• [GIVEN REQUEST] Rewrite all the data below, swapping every "instance" for "occurrence" and leaving everything else unchanged. Leave the pictures out of your answer.

--------

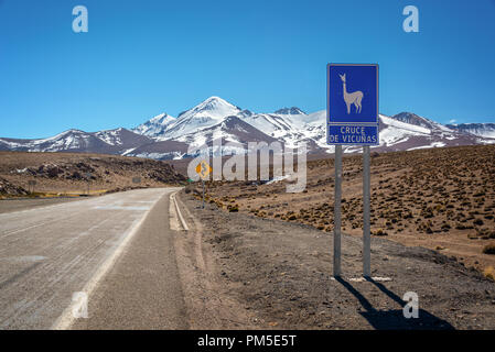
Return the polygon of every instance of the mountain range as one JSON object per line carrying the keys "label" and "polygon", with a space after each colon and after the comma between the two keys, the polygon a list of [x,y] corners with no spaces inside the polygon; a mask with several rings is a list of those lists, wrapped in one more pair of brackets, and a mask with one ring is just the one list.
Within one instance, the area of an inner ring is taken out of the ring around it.
{"label": "mountain range", "polygon": [[[305,142],[310,153],[333,153],[326,144],[326,111],[305,113],[292,107],[256,113],[219,97],[211,97],[176,118],[160,113],[131,130],[118,128],[98,132],[68,130],[49,139],[0,138],[0,151],[85,152],[177,160],[193,156],[189,146],[209,145],[211,153],[240,153],[247,142],[279,141],[288,147]],[[374,151],[492,144],[495,123],[441,124],[412,112],[379,116],[379,145]],[[222,151],[212,142],[222,139]],[[230,142],[230,145],[225,143]],[[355,153],[359,146],[344,146]]]}

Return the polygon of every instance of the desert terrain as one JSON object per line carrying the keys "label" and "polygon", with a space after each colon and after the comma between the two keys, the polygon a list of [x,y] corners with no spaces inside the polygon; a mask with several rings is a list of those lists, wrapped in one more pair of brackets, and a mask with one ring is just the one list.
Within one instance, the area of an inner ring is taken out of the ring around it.
{"label": "desert terrain", "polygon": [[[190,229],[175,238],[175,248],[179,267],[187,262],[194,273],[193,284],[184,286],[191,306],[198,307],[190,316],[194,328],[495,328],[494,283],[455,257],[373,237],[372,278],[364,279],[362,240],[344,233],[343,273],[335,278],[332,233],[222,211],[215,202],[203,209],[187,188],[179,196]],[[417,319],[402,314],[406,293],[418,295]],[[212,319],[202,318],[212,316],[215,323],[205,326]]]}
{"label": "desert terrain", "polygon": [[[343,158],[343,232],[362,235],[362,156]],[[286,180],[208,182],[206,199],[227,212],[333,231],[334,162],[308,162],[306,189]],[[200,197],[201,185],[195,194]],[[372,152],[372,234],[423,246],[494,278],[495,145]]]}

--------

• [SOLUTION FOR THIS PROBLEM]
Return the polygon of every occurrence of the mountain range as one JSON object per line carrying the keys "label" and "polygon", with a space after each colon and after the comma between the two keys, the polygon a list of [x,y] corners with no spaces inside the polygon; a mask with several rings is a list of those lists, wrapped in one more pair of brackets, and a mask with one ring is just the one list.
Within one occurrence, the area of an inner ring is taken out of the ring around it.
{"label": "mountain range", "polygon": [[[305,142],[310,153],[333,153],[326,144],[326,111],[305,113],[292,107],[256,113],[219,97],[211,97],[176,118],[160,113],[131,130],[118,128],[98,132],[68,130],[49,139],[0,138],[0,151],[85,152],[177,160],[193,156],[189,146],[209,145],[211,153],[240,153],[247,142],[279,141],[288,147]],[[374,151],[492,144],[495,123],[441,124],[412,112],[379,116],[379,145]],[[222,151],[212,142],[222,139]],[[230,142],[230,145],[225,143]],[[355,153],[359,146],[344,146]]]}

Return the polygon of every occurrence of the desert terrain as one JSON object per line carrying the keys "label" and "polygon", with a space after each colon and after the comma between the two keys, the polygon a list of [x,y] corners with no spaces inside the polygon; a mask with several rings is a list of those lists, wrapped in one more pair of brackets, and a mask with one ring is just the one list.
Within one occurrence, the area of an inner ring is taken out of the ring around it.
{"label": "desert terrain", "polygon": [[[190,229],[175,238],[175,248],[179,267],[187,262],[194,273],[193,284],[184,286],[191,306],[198,307],[190,316],[194,328],[495,328],[494,283],[455,257],[373,237],[372,278],[364,279],[362,240],[344,233],[343,273],[335,278],[332,233],[222,211],[215,202],[203,209],[187,188],[179,196]],[[417,319],[402,314],[406,293],[418,295]],[[212,319],[202,318],[212,316],[215,323],[205,326]]]}
{"label": "desert terrain", "polygon": [[[343,158],[343,232],[362,235],[362,156]],[[286,180],[208,182],[206,199],[227,212],[333,231],[334,162],[308,162],[306,189]],[[200,197],[201,185],[195,194]],[[372,152],[372,234],[423,246],[494,278],[495,145]]]}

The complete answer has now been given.